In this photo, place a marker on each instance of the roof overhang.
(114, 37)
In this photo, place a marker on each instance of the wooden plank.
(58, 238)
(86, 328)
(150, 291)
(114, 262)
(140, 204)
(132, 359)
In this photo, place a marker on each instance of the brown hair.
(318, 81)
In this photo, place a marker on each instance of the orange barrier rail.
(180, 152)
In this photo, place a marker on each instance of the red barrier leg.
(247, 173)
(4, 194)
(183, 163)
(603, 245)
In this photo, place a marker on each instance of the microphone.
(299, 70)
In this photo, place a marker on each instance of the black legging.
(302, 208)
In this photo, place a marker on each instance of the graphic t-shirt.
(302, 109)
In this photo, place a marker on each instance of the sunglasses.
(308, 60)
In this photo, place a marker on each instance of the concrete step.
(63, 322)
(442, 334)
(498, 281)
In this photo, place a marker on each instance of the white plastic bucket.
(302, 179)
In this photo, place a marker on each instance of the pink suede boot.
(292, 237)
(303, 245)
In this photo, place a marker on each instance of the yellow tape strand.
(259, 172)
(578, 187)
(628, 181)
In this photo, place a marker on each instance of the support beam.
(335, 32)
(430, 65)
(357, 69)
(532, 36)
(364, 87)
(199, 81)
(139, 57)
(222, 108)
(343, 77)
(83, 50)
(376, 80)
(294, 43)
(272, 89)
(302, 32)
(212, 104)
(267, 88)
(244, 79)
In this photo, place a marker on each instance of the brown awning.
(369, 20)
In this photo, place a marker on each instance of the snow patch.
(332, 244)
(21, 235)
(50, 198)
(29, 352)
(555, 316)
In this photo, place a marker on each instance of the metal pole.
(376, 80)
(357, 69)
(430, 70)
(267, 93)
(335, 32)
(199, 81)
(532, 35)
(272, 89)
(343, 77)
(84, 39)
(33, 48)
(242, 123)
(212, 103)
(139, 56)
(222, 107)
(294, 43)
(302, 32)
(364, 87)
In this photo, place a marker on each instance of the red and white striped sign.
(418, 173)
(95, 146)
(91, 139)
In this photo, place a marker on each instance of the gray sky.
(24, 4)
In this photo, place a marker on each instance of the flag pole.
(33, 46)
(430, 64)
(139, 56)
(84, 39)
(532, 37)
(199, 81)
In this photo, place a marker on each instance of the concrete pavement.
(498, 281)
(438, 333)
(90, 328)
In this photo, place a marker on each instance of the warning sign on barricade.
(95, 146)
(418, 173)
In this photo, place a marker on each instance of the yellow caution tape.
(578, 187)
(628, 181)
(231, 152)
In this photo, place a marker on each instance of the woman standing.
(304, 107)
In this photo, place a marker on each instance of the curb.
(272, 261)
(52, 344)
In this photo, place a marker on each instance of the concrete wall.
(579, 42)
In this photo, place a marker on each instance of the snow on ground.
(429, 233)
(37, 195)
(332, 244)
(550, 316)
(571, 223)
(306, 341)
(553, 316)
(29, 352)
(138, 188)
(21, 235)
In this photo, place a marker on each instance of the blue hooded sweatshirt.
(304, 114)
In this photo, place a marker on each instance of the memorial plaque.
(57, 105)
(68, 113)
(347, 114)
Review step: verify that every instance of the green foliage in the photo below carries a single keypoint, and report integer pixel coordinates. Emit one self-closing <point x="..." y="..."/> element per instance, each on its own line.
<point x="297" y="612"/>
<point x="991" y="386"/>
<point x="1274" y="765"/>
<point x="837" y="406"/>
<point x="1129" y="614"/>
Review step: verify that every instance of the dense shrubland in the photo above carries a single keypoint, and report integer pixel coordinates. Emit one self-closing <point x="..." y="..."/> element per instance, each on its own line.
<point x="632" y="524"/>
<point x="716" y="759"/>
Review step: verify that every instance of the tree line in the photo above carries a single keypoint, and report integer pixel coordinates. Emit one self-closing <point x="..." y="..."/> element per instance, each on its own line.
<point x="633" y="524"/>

▸ **GOAL OF THE EXERCISE**
The answer should be nothing more than the lines from the one with "sign on barricade." through the end of the entries, restated word for word.

▸ **EXERCISE SOLUTION**
In this photo, place a marker on each instance of the warning sign on barricade.
(95, 146)
(418, 173)
In this photo, place a marker on each instance of the yellow caution tape.
(578, 187)
(628, 181)
(231, 152)
In this photo, place a marker on each instance of the woman standing.
(304, 107)
In this photo, place a marker on each instance of the curb.
(272, 261)
(52, 344)
In this photo, place a marker on each instance of the concrete wall.
(579, 42)
In this photo, place a marker on each instance of the snow on ground.
(429, 233)
(37, 195)
(332, 244)
(550, 316)
(571, 223)
(306, 341)
(553, 316)
(29, 352)
(138, 188)
(21, 235)
In this photo, place a marker on each instance of the blue hooded sweatshirt.
(304, 114)
In this photo, place a marker on each instance of the memorial plaque.
(57, 105)
(68, 113)
(347, 114)
Review step: verify that every instance of the green foliage in the photo below carries a single keypoint, and report integer pixel coordinates. Emit one self-closing <point x="..." y="..."/> element per instance, each on its own line.
<point x="297" y="612"/>
<point x="991" y="386"/>
<point x="1274" y="765"/>
<point x="837" y="406"/>
<point x="1129" y="614"/>
Review step: verify that every instance of the dense shrubland in the photo above carries a single keypoint, and report integer pixel coordinates. Emit one self-closing <point x="..." y="..."/> element per instance, each on its own line.
<point x="632" y="524"/>
<point x="716" y="759"/>
Review step: verify that every instance of the tree line in the photo above carries a single keypoint, and report integer pixel coordinates. Emit one self-closing <point x="..." y="..."/> element per instance, each on its own line.
<point x="633" y="524"/>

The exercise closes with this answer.